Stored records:
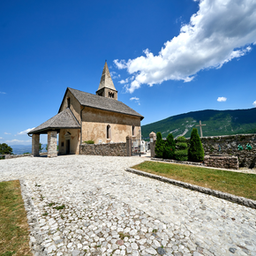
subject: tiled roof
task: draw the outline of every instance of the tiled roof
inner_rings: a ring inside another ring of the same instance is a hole
[[[117,100],[91,94],[70,87],[68,87],[68,89],[76,97],[76,99],[82,106],[139,117],[140,120],[144,118],[144,117],[142,117],[140,114],[139,114],[124,103]]]
[[[80,124],[69,108],[35,127],[27,134],[47,132],[49,130],[64,128],[80,128]]]

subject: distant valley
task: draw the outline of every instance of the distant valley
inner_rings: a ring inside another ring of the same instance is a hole
[[[236,110],[200,110],[169,117],[141,126],[142,139],[148,140],[151,132],[161,132],[162,137],[172,133],[175,138],[189,138],[192,128],[201,120],[203,136],[256,133],[256,108]],[[199,134],[200,128],[198,128]]]

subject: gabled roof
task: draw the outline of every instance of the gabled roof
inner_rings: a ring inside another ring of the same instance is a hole
[[[107,62],[105,62],[103,72],[102,72],[102,74],[101,82],[100,82],[99,88],[98,88],[97,91],[99,91],[99,90],[101,90],[101,89],[102,89],[104,87],[107,87],[107,88],[109,88],[111,90],[117,91],[116,88],[115,88],[113,80],[111,79]]]
[[[66,93],[68,90],[74,95],[74,97],[79,101],[79,102],[82,106],[117,112],[117,113],[126,114],[130,116],[139,117],[140,120],[144,118],[144,117],[142,117],[140,114],[139,114],[138,112],[136,112],[135,110],[133,110],[132,109],[131,109],[130,107],[128,107],[127,105],[125,105],[124,103],[121,102],[114,101],[113,99],[110,99],[110,98],[91,94],[79,91],[76,89],[72,89],[70,87],[67,88]],[[60,109],[61,109],[61,107],[59,109],[59,111]]]
[[[80,124],[69,108],[54,116],[43,124],[30,131],[27,134],[46,133],[59,129],[79,129]]]

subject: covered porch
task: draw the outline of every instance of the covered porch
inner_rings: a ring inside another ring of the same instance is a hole
[[[75,132],[78,134],[74,143],[79,143],[80,124],[73,116],[69,108],[54,116],[48,121],[30,131],[27,134],[32,137],[32,154],[39,156],[40,134],[48,134],[48,157],[57,156],[57,133],[65,132],[65,143],[61,142],[59,150],[61,154],[70,154],[71,152],[71,134]],[[65,147],[66,150],[63,147]]]

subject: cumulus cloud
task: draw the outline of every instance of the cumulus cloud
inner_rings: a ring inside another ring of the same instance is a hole
[[[130,101],[134,101],[136,103],[138,103],[138,105],[140,105],[139,98],[132,97],[132,98],[130,98]]]
[[[25,134],[26,134],[27,132],[29,132],[30,131],[32,131],[33,129],[34,129],[34,128],[28,128],[28,129],[26,129],[26,130],[25,130],[25,131],[22,131],[22,132],[18,132],[18,135],[25,135]]]
[[[190,82],[201,70],[221,68],[243,56],[255,42],[255,0],[200,0],[189,24],[183,25],[179,34],[166,41],[158,55],[146,49],[145,56],[127,62],[116,59],[114,64],[135,75],[126,87],[132,93],[141,84]]]
[[[227,101],[227,98],[226,98],[226,97],[218,97],[217,101],[218,101],[219,102],[224,102]]]

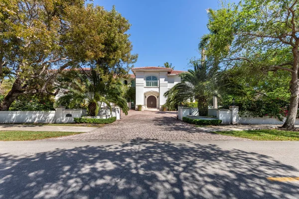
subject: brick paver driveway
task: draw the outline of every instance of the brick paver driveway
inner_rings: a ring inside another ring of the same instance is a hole
[[[122,119],[95,130],[51,140],[244,140],[209,133],[176,119],[176,113],[169,111],[130,110]]]

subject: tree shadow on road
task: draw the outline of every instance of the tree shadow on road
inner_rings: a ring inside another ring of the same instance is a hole
[[[0,198],[298,198],[298,184],[266,179],[298,172],[216,145],[134,141],[1,154]]]

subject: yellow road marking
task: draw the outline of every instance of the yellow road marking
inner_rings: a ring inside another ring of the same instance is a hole
[[[267,178],[270,181],[278,181],[278,182],[292,182],[292,181],[299,181],[299,177],[277,177],[273,178],[270,177]]]

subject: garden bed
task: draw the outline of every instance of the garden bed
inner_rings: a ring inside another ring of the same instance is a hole
[[[92,124],[110,124],[116,120],[116,117],[112,117],[107,119],[99,118],[95,117],[74,117],[74,121],[76,123],[85,123]]]
[[[187,123],[192,124],[197,124],[200,125],[218,125],[221,124],[222,120],[215,118],[210,118],[210,119],[193,119],[187,117],[183,117],[183,121]]]

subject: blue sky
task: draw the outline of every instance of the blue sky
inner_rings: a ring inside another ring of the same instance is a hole
[[[206,9],[219,8],[218,0],[95,0],[110,10],[113,5],[132,24],[129,33],[136,67],[172,63],[186,70],[189,60],[199,58],[197,45],[208,32]]]

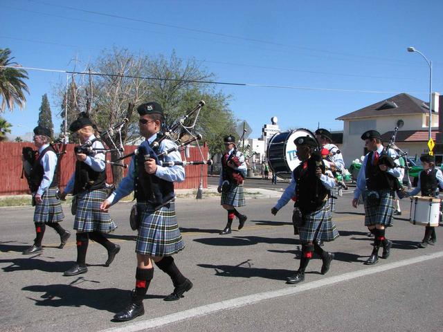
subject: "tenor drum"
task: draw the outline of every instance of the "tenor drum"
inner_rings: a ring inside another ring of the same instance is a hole
[[[438,226],[440,201],[440,199],[433,197],[411,197],[409,222],[422,226]]]
[[[311,131],[301,128],[277,133],[271,138],[266,155],[273,172],[280,178],[291,178],[292,171],[300,164],[293,141],[298,137],[307,136],[316,137]]]

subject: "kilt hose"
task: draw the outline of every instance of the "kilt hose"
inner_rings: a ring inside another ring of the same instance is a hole
[[[57,191],[58,188],[49,188],[43,194],[43,202],[35,205],[35,223],[55,223],[63,221],[64,214],[60,200],[57,198]]]
[[[239,185],[230,185],[229,190],[222,192],[222,203],[228,205],[239,207],[246,205],[243,192],[243,184]]]
[[[158,210],[146,203],[141,208],[136,252],[151,256],[170,256],[183,250],[185,243],[177,225],[175,203],[170,203]]]
[[[77,194],[74,230],[109,233],[117,228],[109,214],[100,210],[100,204],[107,198],[107,194],[105,190],[87,190]]]
[[[302,215],[304,224],[298,227],[300,240],[311,242],[314,239],[334,241],[340,235],[332,222],[329,204],[327,203],[317,211]]]
[[[363,196],[365,206],[365,226],[383,225],[385,227],[392,225],[394,213],[394,192],[388,190],[375,190],[379,195],[380,203],[374,204]],[[367,192],[365,193],[367,194]]]

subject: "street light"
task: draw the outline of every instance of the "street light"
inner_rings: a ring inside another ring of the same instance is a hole
[[[428,60],[422,52],[412,46],[408,48],[408,52],[417,52],[422,55],[429,66],[429,139],[431,139],[431,127],[432,126],[432,62]]]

TO DO: Every record above should be written out again exactly; the pictures stay out of the copy.

COMPLETE ANSWER:
subject: tiled roof
task: draw the outline of every instance of the tiled roof
inner_rings: a ring inside another ring of the same instance is a hole
[[[117,100],[91,94],[70,87],[68,87],[68,89],[76,97],[76,99],[82,106],[139,117],[140,120],[144,118],[144,117],[142,117],[140,114],[139,114],[124,103]]]
[[[80,124],[69,108],[35,127],[27,134],[47,132],[49,130],[64,128],[80,128]]]

subject: distant valley
task: draw the outline of every instance of the distant valley
inner_rings: a ring inside another ring of the same instance is a hole
[[[236,110],[200,110],[169,117],[141,126],[142,139],[148,140],[151,132],[161,132],[162,137],[172,133],[175,138],[189,138],[192,128],[201,120],[203,136],[256,133],[256,108]],[[199,134],[200,128],[198,128]]]

subject: gabled roof
task: draw the outline of every instance of the gabled roof
inner_rings: a ring inside another ring of the same instance is a hole
[[[107,62],[105,62],[103,72],[102,72],[102,74],[101,82],[100,82],[99,88],[98,88],[97,91],[99,91],[99,90],[101,90],[101,89],[102,89],[104,87],[107,87],[107,88],[109,88],[111,90],[117,91],[116,88],[115,88],[113,80],[111,79]]]
[[[66,93],[68,90],[74,95],[74,97],[79,101],[79,102],[82,106],[117,112],[117,113],[126,114],[130,116],[139,117],[140,120],[144,118],[144,117],[142,117],[140,114],[139,114],[138,112],[136,112],[135,110],[133,110],[132,109],[131,109],[130,107],[128,107],[127,105],[125,105],[124,103],[121,102],[114,101],[113,99],[110,99],[110,98],[91,94],[79,91],[76,89],[72,89],[70,87],[67,88]],[[60,109],[61,109],[61,107],[59,109],[59,111]]]
[[[80,124],[69,108],[54,116],[43,124],[30,131],[27,134],[46,133],[59,129],[79,129]]]

subject: covered porch
task: draw the outline of every instance of the covered porch
inner_rings: a ring inside another ring of the same instance is a hole
[[[75,132],[78,134],[74,143],[79,143],[80,124],[73,116],[69,108],[54,116],[48,121],[30,131],[27,134],[32,137],[32,154],[39,156],[40,134],[48,134],[48,157],[57,156],[57,133],[65,132],[65,143],[61,142],[59,150],[61,154],[70,154],[71,152],[71,134]],[[65,147],[66,150],[63,147]]]

subject: cumulus cloud
task: draw the outline of every instance of the cumulus cloud
inner_rings: a ring inside another ring of the same instance is a hole
[[[130,101],[134,101],[136,103],[138,103],[138,105],[140,105],[139,98],[132,97],[132,98],[130,98]]]
[[[25,134],[26,134],[27,132],[29,132],[30,131],[32,131],[33,129],[34,129],[34,128],[28,128],[28,129],[26,129],[26,130],[25,130],[25,131],[22,131],[22,132],[18,132],[18,135],[25,135]]]
[[[190,82],[201,70],[221,68],[243,56],[255,42],[255,0],[200,0],[189,24],[183,25],[179,34],[166,41],[158,55],[146,49],[145,56],[127,62],[116,59],[114,64],[135,75],[126,87],[132,93],[141,84]]]
[[[227,101],[227,98],[226,98],[226,97],[218,97],[217,101],[218,101],[219,102],[224,102]]]

subject: brick paver driveway
task: draw the outline of every instance of the brick paver driveway
inner_rings: a ring inside another ring of the same instance is a hole
[[[122,119],[95,130],[51,140],[244,140],[209,133],[176,119],[176,113],[169,111],[130,110]]]

subject: tree shadow on road
task: draw the outline of every instance of the tree shadow on road
inner_rings: a ring inside another ring of the same instance is a hole
[[[0,198],[298,198],[298,184],[266,179],[298,172],[216,145],[134,141],[1,154]]]

subject: yellow road marking
task: draw the outline of every instance of the yellow road marking
inner_rings: a ring inside another ring of the same instance is a hole
[[[267,178],[270,181],[278,181],[278,182],[292,182],[292,181],[299,181],[299,177],[277,177],[273,178],[270,177]]]

subject: garden bed
task: draw the outline of every instance of the garden bed
inner_rings: a ring inside another ring of the same instance is a hole
[[[92,124],[110,124],[116,120],[116,117],[112,117],[107,119],[99,118],[95,117],[74,117],[74,121],[76,123],[85,123]]]
[[[187,123],[192,124],[197,124],[200,125],[218,125],[221,124],[222,120],[215,118],[210,118],[210,119],[193,119],[187,117],[183,117],[183,121]]]

subject: blue sky
task: draw the outline of every instance of the blue sky
inner_rings: a ring inside another ring of the same instance is a hole
[[[206,9],[219,8],[218,0],[95,0],[110,10],[113,5],[132,24],[129,33],[136,67],[172,63],[186,70],[189,60],[199,58],[197,45],[208,32]]]

subject: "tenor drum"
task: draw the outline of every instance of the "tenor drum"
inner_rings: a ring inside another ring of the same instance is a hole
[[[438,226],[440,201],[440,199],[433,197],[411,197],[409,222],[422,226]]]
[[[311,131],[301,128],[277,133],[271,138],[266,155],[273,172],[280,178],[291,178],[292,171],[300,164],[293,141],[298,137],[307,136],[316,137]]]

subject: "kilt hose"
task: draw the outline of every instance of the "kilt hose"
inner_rings: a ring inside another ring of the same instance is a hole
[[[57,191],[58,188],[49,188],[43,194],[43,202],[35,205],[35,223],[55,223],[63,221],[64,214],[60,200],[57,198]]]
[[[239,185],[230,185],[229,190],[222,192],[222,203],[228,205],[239,207],[246,205],[243,192],[243,184]]]
[[[158,210],[146,203],[141,208],[136,252],[151,256],[170,256],[183,250],[185,243],[177,225],[175,203],[170,203]]]
[[[77,194],[74,230],[109,233],[117,228],[109,214],[100,210],[100,204],[107,198],[107,194],[105,190],[87,190]]]
[[[302,215],[304,224],[298,227],[300,240],[311,242],[314,239],[334,241],[340,235],[332,222],[329,204],[327,203],[317,211]]]
[[[363,196],[365,206],[365,226],[383,225],[385,227],[392,225],[394,213],[394,192],[388,190],[375,190],[379,195],[380,203],[374,204]],[[367,192],[365,193],[367,194]]]

subject: "street light"
task: draw the outline of every instance of the "street light"
inner_rings: a ring inside another ring of the same instance is a hole
[[[428,60],[422,52],[412,46],[408,48],[408,52],[417,52],[422,55],[429,66],[429,139],[431,139],[431,127],[432,126],[432,62]]]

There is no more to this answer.